▸ Requirement
Only lines holding "construction" are wanted; copy each of them from the records below.

▸ Dataset content

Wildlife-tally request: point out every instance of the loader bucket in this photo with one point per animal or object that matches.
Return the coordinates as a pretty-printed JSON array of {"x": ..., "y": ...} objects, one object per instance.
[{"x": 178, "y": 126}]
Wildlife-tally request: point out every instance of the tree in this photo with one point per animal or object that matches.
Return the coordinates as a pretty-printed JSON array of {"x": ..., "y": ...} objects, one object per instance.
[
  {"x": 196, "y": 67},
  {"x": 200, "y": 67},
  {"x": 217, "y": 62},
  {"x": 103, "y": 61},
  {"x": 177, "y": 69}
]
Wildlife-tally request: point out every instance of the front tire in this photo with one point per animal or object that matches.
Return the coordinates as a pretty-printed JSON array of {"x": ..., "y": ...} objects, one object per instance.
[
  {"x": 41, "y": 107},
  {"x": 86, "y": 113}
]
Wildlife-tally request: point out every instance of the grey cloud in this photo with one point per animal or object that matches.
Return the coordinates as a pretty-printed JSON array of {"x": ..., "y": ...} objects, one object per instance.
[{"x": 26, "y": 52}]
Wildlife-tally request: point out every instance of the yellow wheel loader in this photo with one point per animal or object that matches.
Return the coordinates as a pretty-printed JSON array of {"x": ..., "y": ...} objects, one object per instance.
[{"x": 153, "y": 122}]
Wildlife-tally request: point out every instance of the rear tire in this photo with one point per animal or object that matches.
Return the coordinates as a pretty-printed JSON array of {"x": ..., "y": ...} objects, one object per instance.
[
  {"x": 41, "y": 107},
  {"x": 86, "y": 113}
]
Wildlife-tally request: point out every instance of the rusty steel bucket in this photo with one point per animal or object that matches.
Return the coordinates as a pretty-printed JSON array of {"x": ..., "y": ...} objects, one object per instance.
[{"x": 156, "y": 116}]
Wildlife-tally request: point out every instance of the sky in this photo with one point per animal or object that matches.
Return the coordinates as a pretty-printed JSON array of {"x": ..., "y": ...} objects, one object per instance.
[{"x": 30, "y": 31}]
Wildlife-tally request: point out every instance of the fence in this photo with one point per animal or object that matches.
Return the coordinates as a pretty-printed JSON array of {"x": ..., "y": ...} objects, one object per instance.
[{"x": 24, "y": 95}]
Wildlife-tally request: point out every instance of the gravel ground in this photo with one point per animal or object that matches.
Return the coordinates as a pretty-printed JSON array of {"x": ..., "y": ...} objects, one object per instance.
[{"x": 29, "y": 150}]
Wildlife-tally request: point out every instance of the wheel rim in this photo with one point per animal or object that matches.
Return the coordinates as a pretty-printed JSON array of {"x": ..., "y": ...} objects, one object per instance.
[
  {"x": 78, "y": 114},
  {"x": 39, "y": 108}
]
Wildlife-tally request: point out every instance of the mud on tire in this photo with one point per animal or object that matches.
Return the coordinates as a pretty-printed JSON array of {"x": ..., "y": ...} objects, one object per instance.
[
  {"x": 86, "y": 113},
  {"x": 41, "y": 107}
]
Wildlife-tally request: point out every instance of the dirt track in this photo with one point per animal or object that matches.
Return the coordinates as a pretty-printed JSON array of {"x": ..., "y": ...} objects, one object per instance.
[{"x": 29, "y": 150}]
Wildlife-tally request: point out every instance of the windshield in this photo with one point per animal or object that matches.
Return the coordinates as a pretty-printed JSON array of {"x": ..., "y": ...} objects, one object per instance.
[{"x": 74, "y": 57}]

* * *

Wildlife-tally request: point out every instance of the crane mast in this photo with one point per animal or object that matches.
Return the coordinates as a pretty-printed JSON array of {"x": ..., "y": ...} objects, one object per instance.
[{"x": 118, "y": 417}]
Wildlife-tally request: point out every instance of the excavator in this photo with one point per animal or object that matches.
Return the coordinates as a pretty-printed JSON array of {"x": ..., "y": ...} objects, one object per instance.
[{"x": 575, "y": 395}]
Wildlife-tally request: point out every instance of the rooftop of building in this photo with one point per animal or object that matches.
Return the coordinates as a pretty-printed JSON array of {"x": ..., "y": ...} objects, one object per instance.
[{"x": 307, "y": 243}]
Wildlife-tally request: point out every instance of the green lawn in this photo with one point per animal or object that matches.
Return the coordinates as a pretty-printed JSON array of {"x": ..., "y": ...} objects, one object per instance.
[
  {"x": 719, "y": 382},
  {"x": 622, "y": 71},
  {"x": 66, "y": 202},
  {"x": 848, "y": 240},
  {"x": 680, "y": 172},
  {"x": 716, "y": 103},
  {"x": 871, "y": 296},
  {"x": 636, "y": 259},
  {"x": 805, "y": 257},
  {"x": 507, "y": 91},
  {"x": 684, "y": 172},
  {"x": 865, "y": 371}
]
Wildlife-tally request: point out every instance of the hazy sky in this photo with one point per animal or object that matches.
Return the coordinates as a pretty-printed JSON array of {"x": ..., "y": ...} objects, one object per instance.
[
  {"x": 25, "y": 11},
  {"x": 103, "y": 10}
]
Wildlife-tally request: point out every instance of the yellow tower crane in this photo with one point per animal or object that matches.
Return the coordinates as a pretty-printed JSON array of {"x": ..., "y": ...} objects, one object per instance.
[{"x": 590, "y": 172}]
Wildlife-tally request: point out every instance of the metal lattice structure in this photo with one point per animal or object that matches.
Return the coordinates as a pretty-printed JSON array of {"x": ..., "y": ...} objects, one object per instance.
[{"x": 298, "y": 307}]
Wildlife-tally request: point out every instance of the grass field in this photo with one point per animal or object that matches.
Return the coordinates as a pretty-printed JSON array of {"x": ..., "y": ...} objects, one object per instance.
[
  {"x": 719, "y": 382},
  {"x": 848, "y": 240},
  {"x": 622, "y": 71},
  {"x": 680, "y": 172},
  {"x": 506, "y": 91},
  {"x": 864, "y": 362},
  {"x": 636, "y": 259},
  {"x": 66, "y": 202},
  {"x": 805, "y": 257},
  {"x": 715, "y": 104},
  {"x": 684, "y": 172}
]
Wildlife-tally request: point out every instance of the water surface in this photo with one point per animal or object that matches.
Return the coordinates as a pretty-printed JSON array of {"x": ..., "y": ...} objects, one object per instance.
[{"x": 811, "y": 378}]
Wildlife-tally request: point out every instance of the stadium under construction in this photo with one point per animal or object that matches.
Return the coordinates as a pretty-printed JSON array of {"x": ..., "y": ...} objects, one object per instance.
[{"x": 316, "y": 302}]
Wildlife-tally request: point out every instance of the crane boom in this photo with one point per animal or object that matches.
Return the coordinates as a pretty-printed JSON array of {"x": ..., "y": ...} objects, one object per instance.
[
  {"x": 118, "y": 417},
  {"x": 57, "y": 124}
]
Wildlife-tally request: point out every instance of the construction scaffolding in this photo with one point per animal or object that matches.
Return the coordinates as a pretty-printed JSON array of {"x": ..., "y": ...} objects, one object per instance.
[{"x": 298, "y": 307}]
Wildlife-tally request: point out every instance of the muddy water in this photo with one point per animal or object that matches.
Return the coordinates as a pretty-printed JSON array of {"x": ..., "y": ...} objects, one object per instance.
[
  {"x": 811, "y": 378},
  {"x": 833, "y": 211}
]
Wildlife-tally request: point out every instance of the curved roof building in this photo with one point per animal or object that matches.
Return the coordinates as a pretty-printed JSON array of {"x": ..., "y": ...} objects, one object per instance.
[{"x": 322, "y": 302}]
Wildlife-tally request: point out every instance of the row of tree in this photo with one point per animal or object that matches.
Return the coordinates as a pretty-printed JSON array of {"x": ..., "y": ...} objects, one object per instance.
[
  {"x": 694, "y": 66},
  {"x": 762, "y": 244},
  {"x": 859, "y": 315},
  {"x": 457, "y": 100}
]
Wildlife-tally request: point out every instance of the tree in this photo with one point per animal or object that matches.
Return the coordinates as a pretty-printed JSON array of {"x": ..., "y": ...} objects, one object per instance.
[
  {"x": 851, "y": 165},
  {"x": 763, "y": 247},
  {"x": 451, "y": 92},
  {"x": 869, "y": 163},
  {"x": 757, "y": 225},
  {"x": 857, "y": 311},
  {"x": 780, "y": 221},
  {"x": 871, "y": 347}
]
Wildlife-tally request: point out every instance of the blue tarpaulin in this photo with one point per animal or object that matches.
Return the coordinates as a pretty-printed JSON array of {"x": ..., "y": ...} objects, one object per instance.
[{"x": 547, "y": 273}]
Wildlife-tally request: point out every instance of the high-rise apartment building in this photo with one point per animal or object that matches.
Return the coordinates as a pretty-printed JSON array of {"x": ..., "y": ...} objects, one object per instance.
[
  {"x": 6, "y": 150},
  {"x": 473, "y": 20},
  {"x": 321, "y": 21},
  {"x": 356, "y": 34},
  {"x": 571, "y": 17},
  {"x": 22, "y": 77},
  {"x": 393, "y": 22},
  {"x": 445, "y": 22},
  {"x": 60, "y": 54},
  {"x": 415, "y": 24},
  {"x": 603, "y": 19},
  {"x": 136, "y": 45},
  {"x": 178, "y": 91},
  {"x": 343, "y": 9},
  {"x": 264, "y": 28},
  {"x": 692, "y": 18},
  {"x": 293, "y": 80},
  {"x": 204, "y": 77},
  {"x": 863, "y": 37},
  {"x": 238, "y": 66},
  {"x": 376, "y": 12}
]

▸ Response to the exercise
Wildlife-tally request: point out every instance of the stadium under construction in this photo with one point per animal or object that matches.
Wildlife-tally request: point out every instance of the construction scaffolding in this photo with one point per animal or object that matches.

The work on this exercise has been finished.